◆ **What to work on**
Copy out the items below, swapping every "drop a single marker" for "place one point" and leaving everything else untouched.
>> start Supplied data
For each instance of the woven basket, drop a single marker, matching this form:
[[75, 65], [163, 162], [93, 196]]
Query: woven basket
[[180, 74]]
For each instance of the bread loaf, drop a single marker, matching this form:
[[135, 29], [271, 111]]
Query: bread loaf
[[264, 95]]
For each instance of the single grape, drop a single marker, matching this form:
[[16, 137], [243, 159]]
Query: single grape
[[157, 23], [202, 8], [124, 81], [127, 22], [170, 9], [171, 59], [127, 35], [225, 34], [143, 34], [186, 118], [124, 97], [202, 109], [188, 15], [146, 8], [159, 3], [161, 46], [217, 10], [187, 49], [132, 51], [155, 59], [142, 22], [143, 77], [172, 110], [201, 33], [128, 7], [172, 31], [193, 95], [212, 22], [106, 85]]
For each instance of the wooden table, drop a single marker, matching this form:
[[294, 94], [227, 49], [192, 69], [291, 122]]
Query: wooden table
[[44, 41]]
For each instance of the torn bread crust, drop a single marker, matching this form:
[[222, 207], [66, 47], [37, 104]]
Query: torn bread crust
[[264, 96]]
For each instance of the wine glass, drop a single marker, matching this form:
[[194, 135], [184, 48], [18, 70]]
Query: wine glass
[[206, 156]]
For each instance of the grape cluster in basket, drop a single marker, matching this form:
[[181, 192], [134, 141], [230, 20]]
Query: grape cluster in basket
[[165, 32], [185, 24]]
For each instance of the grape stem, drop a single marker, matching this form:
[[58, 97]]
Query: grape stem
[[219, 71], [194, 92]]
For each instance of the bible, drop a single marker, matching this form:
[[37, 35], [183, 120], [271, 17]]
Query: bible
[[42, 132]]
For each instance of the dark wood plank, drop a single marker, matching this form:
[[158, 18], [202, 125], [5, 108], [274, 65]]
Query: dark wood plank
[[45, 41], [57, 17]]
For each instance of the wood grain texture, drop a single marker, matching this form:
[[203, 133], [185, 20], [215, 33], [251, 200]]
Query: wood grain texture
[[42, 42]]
>> end Supplied data
◆ **Output for this exercise**
For each instance of the woven basket, place one point, matching this form:
[[75, 65], [163, 162], [93, 196]]
Query: woven basket
[[180, 74]]
For each instance of the bread loaf, place one point, matching this form:
[[135, 29], [271, 111]]
Query: bread loaf
[[264, 95]]
For each instance of the single grape, place one point, matching this form:
[[16, 137], [243, 159]]
Query: single grape
[[157, 23], [202, 8], [124, 81], [127, 22], [170, 9], [171, 59], [127, 35], [225, 34], [143, 34], [186, 118], [124, 97], [202, 109], [188, 15], [146, 8], [159, 3], [161, 46], [217, 10], [187, 49], [132, 51], [155, 59], [142, 22], [143, 77], [172, 110], [201, 33], [128, 7], [172, 31], [193, 95], [212, 22], [106, 85]]
For each instance of the wooden table, place one point, matching this form:
[[294, 94], [227, 49], [192, 69], [291, 122]]
Query: wooden table
[[44, 41]]
For each instance of the torn bread crust, place one point, matching this form:
[[222, 207], [66, 47], [37, 104]]
Query: torn bread crust
[[264, 96]]
For each instance of the wine glass, place one point, matching this form:
[[194, 135], [184, 48], [18, 70]]
Query: wine glass
[[206, 156]]
For each instance of the grape cluster in basket, place one point, matching this form:
[[181, 192], [134, 141], [230, 20]]
Query: grape cluster in basket
[[165, 32], [185, 24]]
For each instance of the grape stem, place one point, matching this form:
[[58, 97]]
Query: grape stem
[[219, 71], [194, 92]]
For each instance of the bible, place one point, matching this form:
[[37, 35], [183, 120], [271, 17]]
Query: bible
[[42, 132]]
For each instance of the dark wood plank, place one point, matching this form:
[[158, 18], [202, 125], [5, 108], [274, 65]]
Query: dark wood plank
[[45, 41], [57, 17]]
For each instance of the wood grain texture, place one point, matching this form:
[[203, 133], [185, 20], [215, 33], [251, 200]]
Query: wood grain texture
[[42, 42]]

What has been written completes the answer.